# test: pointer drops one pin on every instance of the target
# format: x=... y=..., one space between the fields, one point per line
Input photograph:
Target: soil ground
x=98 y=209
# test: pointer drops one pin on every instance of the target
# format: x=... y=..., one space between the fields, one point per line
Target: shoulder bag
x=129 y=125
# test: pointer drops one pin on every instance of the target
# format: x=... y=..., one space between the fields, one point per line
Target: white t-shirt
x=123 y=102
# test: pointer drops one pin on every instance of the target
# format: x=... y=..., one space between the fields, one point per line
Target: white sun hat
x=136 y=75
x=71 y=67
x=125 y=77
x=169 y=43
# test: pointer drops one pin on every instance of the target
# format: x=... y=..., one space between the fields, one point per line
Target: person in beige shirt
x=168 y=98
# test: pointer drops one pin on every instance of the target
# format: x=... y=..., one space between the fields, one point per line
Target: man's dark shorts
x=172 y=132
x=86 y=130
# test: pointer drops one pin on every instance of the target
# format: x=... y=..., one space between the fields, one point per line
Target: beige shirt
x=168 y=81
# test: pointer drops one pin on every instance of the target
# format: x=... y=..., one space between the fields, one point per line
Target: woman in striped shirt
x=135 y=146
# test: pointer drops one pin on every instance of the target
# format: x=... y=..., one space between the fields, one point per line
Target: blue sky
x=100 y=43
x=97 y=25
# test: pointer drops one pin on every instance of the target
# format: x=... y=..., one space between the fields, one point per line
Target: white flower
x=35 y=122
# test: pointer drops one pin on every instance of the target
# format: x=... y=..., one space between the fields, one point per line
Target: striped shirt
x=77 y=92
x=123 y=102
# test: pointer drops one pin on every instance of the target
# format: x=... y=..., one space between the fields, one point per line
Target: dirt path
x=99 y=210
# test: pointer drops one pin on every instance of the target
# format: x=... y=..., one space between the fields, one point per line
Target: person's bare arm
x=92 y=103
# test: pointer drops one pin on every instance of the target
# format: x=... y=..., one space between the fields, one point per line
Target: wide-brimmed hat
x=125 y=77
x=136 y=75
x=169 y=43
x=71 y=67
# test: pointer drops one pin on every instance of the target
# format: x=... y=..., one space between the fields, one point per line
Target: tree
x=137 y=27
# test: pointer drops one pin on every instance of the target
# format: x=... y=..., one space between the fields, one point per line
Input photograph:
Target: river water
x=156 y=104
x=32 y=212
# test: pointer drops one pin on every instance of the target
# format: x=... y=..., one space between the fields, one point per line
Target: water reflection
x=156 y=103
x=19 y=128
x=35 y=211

+ + + +

● WRITTEN EXERCISE
Which lines of the listing contain the word "water"? Report each of them in full, counting uppercase and lowercase as distinct.

● SOLUTION TO THIS TASK
Target: river water
Target: water reflection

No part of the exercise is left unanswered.